## [Cosa fare]
(a) Modifica l'estratto tra "Peggio... Oltre a" e "ritrovata stabilità economica...", inclusi, mettendo "pubblicità" al posto di "propaganda".
(b) Secondo l'estratto, in quale anno "ci hanno definitivamente messo al guinzaglio"?

---------- Estratto

Ma non è che i tedeschi siano "virtuosi" e noi dei poveri incapaci. E dici bene, se non ci fosse stato il marco la riunficazione con la Germania dell'est non avrebbero potuto farla, non avrebbero potuto INDEBITARSI, Sienne. Perchè quello che è successo poi con l'euro è che, anche grazie ad un regime di cambio euro/lira deciso a tavolino da lorsignori (o vorrete farmi credere che furono davvero Prodi e Ciampi a sceglierlo?) ci hanno definitivamente messo al guinzaglio. Questo nel 2002. Adesso, oltre al guinzaglio, abbiamo i ceppi.


----------



## Eratò (14 Luglio 2015)

Joey Blow ha detto:


> Ma non è che i tedeschi siano "virtuosi" e noi dei poveri incapaci. E dici bene, se non ci fosse stato il marco la riunficazione con la Germania dell'est non avrebbero potuto farla, non avrebbero potuto INDEBITARSI, Sienne. Perchè quello che è successo poi con l'euro è che, anche grazie ad un regime di cambio euro/lira deciso a tavolino da lorsignori (o vorrete farmi credere che furono davvero Prodi e Ciampi a sceglierlo?) ci hanno definitivamente messo al guinzaglio. Questo nel 2002. Adesso, oltre al guinzaglio, abbiamo i ceppi.


Peggio... Oltre a tenerci al guinzaglio fanno pure la propaganda che i vari paesi in crisi son usciti dalla crisi! Addormentano i popoli facendogli credere ad uno stato di apparente benessere in modo che non si sveglino più... Ed alcuni ci credono pure facendo dei giochetti di trading e investendo migliaia di euro perché credono ad una fantomatica ritrovata stabilità economica...


----------



## sienne (14 Luglio 2015)

Joey Blow ha detto:


> Ma non è che i tedeschi siano "virtuosi" e noi dei poveri incapaci. E dici bene, se non ci fosse stato il marco la riunficazione con la Germania dell'est non avrebbero potuto farla, non avrebbero potuto INDEBITARSI, Sienne. Perchè quello che è successo poi con l'euro è che, anche grazie ad un regime di cambio euro/lira deciso a tavolino da lorsignori (o vorrete farmi credere che furono davvero Prodi e Ciampi a sceglierlo?) ci hanno definitivamente messo al guinzaglio. Questo nel 2002. Adesso, oltre al guinzaglio, abbiamo i ceppi.

--------------------
---------- Dati disponibili

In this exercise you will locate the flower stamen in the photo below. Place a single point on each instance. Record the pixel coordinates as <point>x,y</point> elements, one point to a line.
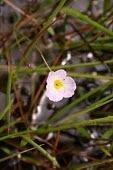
<point>58,84</point>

--------------------

## [Soluzioni]
(a)
Peggio... Oltre a tenerci al guinzaglio fanno pure la pubblicità che i vari paesi in crisi son usciti dalla crisi! Addormentano i popoli facendogli credere ad uno stato di apparente benessere in modo che non si sveglino più... Ed alcuni ci credono pure facendo dei giochetti di trading e investendo migliaia di euro perché credono ad una fantomatica ritrovata stabilità economica...

(b) Nel 2002.